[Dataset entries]
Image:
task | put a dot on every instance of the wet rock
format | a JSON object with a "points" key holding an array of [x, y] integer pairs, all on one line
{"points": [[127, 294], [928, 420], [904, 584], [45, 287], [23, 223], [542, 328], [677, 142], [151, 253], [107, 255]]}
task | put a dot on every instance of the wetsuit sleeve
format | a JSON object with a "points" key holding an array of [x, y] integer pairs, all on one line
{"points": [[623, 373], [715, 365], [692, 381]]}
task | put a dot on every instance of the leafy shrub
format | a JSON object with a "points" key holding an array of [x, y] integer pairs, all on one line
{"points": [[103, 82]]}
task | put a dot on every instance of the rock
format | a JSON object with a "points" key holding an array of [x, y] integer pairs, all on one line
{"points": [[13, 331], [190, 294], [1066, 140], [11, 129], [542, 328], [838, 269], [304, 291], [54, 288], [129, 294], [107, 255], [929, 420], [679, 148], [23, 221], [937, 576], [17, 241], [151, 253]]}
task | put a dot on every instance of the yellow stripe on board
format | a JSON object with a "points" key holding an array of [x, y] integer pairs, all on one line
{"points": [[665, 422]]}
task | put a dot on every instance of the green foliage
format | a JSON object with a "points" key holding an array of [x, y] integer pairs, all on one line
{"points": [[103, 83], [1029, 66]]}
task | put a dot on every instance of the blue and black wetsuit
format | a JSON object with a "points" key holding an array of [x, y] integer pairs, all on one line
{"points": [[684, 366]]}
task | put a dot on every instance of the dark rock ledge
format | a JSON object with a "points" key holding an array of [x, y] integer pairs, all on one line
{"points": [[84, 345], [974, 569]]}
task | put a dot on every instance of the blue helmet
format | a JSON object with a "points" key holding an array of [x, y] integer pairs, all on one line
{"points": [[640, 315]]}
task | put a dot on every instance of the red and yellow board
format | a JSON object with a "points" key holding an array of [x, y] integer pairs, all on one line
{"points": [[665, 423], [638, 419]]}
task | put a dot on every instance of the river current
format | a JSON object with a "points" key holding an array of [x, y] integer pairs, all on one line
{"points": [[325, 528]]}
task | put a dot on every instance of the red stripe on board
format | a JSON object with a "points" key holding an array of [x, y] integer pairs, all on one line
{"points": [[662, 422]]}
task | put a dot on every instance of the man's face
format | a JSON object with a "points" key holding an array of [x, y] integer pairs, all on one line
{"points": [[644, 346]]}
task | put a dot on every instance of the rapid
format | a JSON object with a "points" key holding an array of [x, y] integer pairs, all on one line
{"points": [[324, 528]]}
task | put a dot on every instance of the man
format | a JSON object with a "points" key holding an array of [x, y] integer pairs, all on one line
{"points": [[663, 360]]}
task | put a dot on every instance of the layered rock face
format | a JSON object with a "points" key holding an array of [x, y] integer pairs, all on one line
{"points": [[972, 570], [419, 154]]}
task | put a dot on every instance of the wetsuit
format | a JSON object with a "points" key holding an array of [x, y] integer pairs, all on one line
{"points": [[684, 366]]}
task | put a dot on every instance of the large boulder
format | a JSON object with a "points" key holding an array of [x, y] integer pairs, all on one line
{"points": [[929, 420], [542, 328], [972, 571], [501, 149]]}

### Aim of the task
Output the full listing exactly as it stands.

### Task response
Image:
task | put a dot on every instance of the wet rock
format | a JSON object with a "points" key holding an array of [x, y] integer pairs, all on one line
{"points": [[127, 294], [928, 420], [904, 584], [45, 287], [23, 223], [542, 328], [677, 142], [151, 253], [107, 255]]}
task | put a dot on every instance of the wetsuit sleeve
format | a JSON object with a "points" key holding an array of [x, y] integer pairs, all on one line
{"points": [[623, 373], [715, 365], [692, 381]]}
task | put a dot on every instance of the leafy shrub
format | a JSON object with a "points" key holding an array of [x, y] integer pairs, all on one line
{"points": [[103, 82]]}
task | put a dot on every instance of the rock
format | a JSON object with a "points" key holding an array of [x, y] integer pairs, all on one line
{"points": [[13, 331], [190, 294], [1066, 140], [11, 129], [542, 328], [838, 269], [304, 291], [54, 288], [129, 294], [107, 255], [929, 420], [679, 148], [23, 221], [937, 576], [17, 241], [151, 253]]}
task | put a dot on every instance of the yellow stripe on board
format | a JSON object with a "points" key holding an array of [x, y] integer pairs, all on one line
{"points": [[665, 422]]}
task | put a dot on every instance of the green foliage
format | a JSON object with a "points" key holding an array of [x, y] integer pairs, all on one line
{"points": [[103, 83], [1029, 66]]}
task | put a dot on every instance of the blue and black wetsuit
format | a JSON object with a "points" key holding an array of [x, y] integer pairs, all on one line
{"points": [[684, 366]]}
task | put a dot on every instance of the dark rock ledge
format | a JSON object with a "points" key holding an array of [x, y] integer pairs, all on one line
{"points": [[84, 345], [974, 569]]}
task | put a dot on every instance of the blue helmet
format | a JSON object with a "points" key holding an array of [x, y] integer pairs, all on one line
{"points": [[640, 315]]}
task | put a dot on every instance of the red and yellow board
format | a JSON object with a "points" key holding an array of [x, y] integer pairs, all on one line
{"points": [[665, 423], [638, 419]]}
task | put a dot on every instance of the river current
format | a JSON object with a "points" key holding an array of [x, y] integer pairs, all on one line
{"points": [[325, 528]]}
task | put a dot on every instance of the red stripe on board
format | a JSON object with a "points" key holding an array of [x, y] integer pairs, all on one line
{"points": [[662, 422]]}
task | put a dot on every instance of the man's face
format | a JSON object with a "points" key holding an array of [x, y] integer pairs, all on one line
{"points": [[644, 346]]}
task | put a dot on every instance of the rapid
format | a JSON object with a "points" key holding an array of [x, y] integer pairs, all on one line
{"points": [[324, 528]]}
task | put a dot on every instance of the man
format | a JSON object with a "points" key holding an array of [x, y] integer pairs, all on one line
{"points": [[663, 360]]}
task | put a dot on every instance of the layered rock face
format | a JSON object with a "points" key holding an array of [x, y] integer pairs, all on one line
{"points": [[972, 570], [419, 154]]}
task | put a dot on every instance of the wetsuit
format | a JSON object with a "points" key holding an array of [x, y] integer pairs, all on one line
{"points": [[684, 366]]}
task | put a dot on every instance of the large boulder
format | a JSON object with a "points" key holding an array of [x, y] integer pairs, all on one line
{"points": [[929, 420], [542, 328], [972, 571], [501, 149]]}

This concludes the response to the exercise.